#### Materials provided ####

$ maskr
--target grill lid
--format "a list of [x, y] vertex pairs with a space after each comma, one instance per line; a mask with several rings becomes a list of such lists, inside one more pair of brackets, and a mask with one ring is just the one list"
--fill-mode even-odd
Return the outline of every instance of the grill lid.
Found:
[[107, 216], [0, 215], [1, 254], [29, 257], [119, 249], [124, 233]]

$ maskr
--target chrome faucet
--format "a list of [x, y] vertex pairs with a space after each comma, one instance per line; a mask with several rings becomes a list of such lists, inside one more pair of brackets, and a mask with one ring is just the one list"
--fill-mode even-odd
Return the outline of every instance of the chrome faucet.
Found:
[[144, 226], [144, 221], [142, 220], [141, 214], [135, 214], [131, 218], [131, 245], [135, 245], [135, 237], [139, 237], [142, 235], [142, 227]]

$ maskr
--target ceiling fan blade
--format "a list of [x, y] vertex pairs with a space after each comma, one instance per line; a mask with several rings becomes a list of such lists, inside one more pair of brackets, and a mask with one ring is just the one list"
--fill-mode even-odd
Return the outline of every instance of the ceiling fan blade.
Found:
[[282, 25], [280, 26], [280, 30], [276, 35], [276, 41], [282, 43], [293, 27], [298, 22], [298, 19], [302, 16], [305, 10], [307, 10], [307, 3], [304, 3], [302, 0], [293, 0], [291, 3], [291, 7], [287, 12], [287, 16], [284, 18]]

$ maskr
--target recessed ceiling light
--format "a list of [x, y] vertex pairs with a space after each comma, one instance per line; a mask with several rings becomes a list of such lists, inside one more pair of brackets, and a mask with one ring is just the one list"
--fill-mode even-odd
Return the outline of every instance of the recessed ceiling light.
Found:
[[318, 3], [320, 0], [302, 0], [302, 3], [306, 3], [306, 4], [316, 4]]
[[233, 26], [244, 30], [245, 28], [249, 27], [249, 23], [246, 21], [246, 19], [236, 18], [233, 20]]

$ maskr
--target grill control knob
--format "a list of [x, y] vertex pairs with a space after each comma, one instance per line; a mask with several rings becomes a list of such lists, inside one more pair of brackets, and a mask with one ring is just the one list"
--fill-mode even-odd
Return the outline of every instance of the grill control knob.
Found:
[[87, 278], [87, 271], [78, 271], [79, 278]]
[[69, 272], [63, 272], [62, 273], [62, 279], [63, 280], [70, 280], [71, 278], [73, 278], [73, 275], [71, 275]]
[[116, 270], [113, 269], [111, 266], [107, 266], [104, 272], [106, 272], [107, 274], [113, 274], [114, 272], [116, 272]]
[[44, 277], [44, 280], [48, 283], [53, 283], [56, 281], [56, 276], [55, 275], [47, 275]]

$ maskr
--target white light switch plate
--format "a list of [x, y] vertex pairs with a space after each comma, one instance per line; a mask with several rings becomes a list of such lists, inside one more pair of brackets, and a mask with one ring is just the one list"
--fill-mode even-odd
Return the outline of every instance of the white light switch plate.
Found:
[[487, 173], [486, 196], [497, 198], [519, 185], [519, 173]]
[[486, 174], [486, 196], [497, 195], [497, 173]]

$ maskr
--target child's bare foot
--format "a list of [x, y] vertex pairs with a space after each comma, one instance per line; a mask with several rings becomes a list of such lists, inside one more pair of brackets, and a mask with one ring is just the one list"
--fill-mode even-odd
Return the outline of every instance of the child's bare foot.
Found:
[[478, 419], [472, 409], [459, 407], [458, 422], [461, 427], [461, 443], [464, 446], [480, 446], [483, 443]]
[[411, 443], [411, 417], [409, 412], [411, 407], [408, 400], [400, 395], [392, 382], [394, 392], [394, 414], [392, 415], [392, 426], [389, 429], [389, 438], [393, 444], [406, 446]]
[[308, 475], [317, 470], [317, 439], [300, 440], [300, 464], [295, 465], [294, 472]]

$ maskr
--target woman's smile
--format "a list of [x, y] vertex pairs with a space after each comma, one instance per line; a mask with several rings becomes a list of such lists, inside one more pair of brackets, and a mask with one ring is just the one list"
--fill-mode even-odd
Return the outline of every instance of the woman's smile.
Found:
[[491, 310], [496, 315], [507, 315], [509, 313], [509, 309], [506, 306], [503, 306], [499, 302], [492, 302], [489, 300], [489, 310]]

####

## [Task to carry out]
What is needed is a verbatim copy of every line in the records above from the one containing "--target grill control knob" down to the one containing "--target white light switch plate", both included, and nothing more.

## [Task output]
--target grill control knob
--format "a list of [x, y] vertex pairs with a space after each comma, one instance per line; a mask with several rings becomes a list of such lists, inside one more pair of brackets, and a mask with one ring is just the one list"
--fill-mode even-odd
Return the outline of every instance of the grill control knob.
Found:
[[87, 278], [87, 271], [78, 271], [79, 278]]
[[69, 272], [63, 272], [62, 273], [62, 279], [63, 280], [70, 280], [71, 278], [73, 278], [73, 275], [71, 275]]
[[116, 270], [113, 269], [111, 266], [107, 266], [104, 272], [106, 272], [107, 274], [113, 274], [114, 272], [116, 272]]
[[44, 277], [44, 280], [48, 283], [53, 283], [56, 281], [56, 276], [55, 275], [47, 275]]

$ maskr
--target white light switch plate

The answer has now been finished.